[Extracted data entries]
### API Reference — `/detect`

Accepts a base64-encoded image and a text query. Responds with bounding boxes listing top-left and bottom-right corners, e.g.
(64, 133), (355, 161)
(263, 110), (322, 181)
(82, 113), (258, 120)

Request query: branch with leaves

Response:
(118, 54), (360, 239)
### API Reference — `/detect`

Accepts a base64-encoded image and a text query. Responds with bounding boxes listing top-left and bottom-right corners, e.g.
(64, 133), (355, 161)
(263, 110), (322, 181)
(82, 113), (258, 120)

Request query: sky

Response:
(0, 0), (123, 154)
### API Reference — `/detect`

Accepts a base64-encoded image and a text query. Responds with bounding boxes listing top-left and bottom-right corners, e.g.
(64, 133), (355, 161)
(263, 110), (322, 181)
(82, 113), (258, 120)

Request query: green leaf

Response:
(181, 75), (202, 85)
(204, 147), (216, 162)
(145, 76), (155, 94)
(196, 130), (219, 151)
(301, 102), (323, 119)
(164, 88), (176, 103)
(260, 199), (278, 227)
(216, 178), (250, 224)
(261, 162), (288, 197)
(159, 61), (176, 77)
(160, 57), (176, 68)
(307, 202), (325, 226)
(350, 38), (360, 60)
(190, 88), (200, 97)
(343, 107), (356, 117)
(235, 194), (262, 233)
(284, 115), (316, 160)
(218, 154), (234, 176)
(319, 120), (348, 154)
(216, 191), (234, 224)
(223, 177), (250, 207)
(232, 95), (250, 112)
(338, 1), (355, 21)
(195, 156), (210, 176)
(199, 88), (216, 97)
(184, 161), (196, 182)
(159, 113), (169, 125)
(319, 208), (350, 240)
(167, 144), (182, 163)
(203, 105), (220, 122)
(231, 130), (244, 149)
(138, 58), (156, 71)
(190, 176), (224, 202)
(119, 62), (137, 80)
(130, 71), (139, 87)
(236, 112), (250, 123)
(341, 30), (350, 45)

## Challenge
Render every line of the rows above as a JSON array of strings, one string per line. Leave out the blank lines.

## Task result
[
  "### API Reference — `/detect`",
  "Accepts a base64-encoded image and a text query. Responds with bounding boxes listing top-left and bottom-right corners, e.g.",
  "(64, 133), (355, 161)",
  "(263, 110), (322, 181)",
  "(82, 113), (258, 120)",
  "Request query: branch with leaves",
  "Response:",
  "(118, 54), (360, 239)",
  "### API Reference — `/detect`",
  "Accepts a base64-encoded image and a text query. Responds with bounding boxes listing top-left and bottom-right corners, e.g.",
  "(64, 133), (355, 161)",
  "(263, 110), (322, 181)",
  "(82, 113), (258, 120)",
  "Request query: sky",
  "Response:",
  "(0, 0), (123, 154)",
  "### API Reference — `/detect`",
  "Accepts a base64-encoded image and a text query. Responds with bounding boxes listing top-left and bottom-right corners, e.g.",
  "(64, 133), (355, 161)",
  "(263, 110), (322, 181)",
  "(82, 113), (258, 120)",
  "Request query: green leaf",
  "Response:",
  "(181, 75), (202, 85)",
  "(204, 147), (216, 162)",
  "(145, 76), (155, 94)",
  "(196, 130), (219, 151)",
  "(301, 102), (323, 119)",
  "(164, 88), (176, 103)",
  "(260, 199), (278, 227)",
  "(216, 178), (250, 224)",
  "(261, 162), (288, 197)",
  "(159, 61), (176, 77)",
  "(160, 57), (176, 68)",
  "(307, 202), (325, 226)",
  "(350, 38), (360, 60)",
  "(190, 88), (200, 97)",
  "(343, 107), (356, 117)",
  "(235, 194), (262, 233)",
  "(284, 115), (316, 160)",
  "(218, 154), (234, 176)",
  "(319, 120), (348, 154)",
  "(216, 191), (234, 224)",
  "(223, 177), (250, 207)",
  "(232, 95), (250, 112)",
  "(338, 1), (355, 21)",
  "(195, 156), (210, 176)",
  "(199, 88), (216, 97)",
  "(184, 161), (196, 182)",
  "(159, 113), (169, 125)",
  "(319, 208), (350, 240)",
  "(167, 144), (182, 163)",
  "(203, 105), (220, 122)",
  "(231, 130), (244, 149)",
  "(138, 58), (156, 71)",
  "(190, 176), (224, 202)",
  "(119, 62), (137, 80)",
  "(130, 71), (139, 87)",
  "(236, 112), (250, 123)",
  "(341, 30), (350, 45)"
]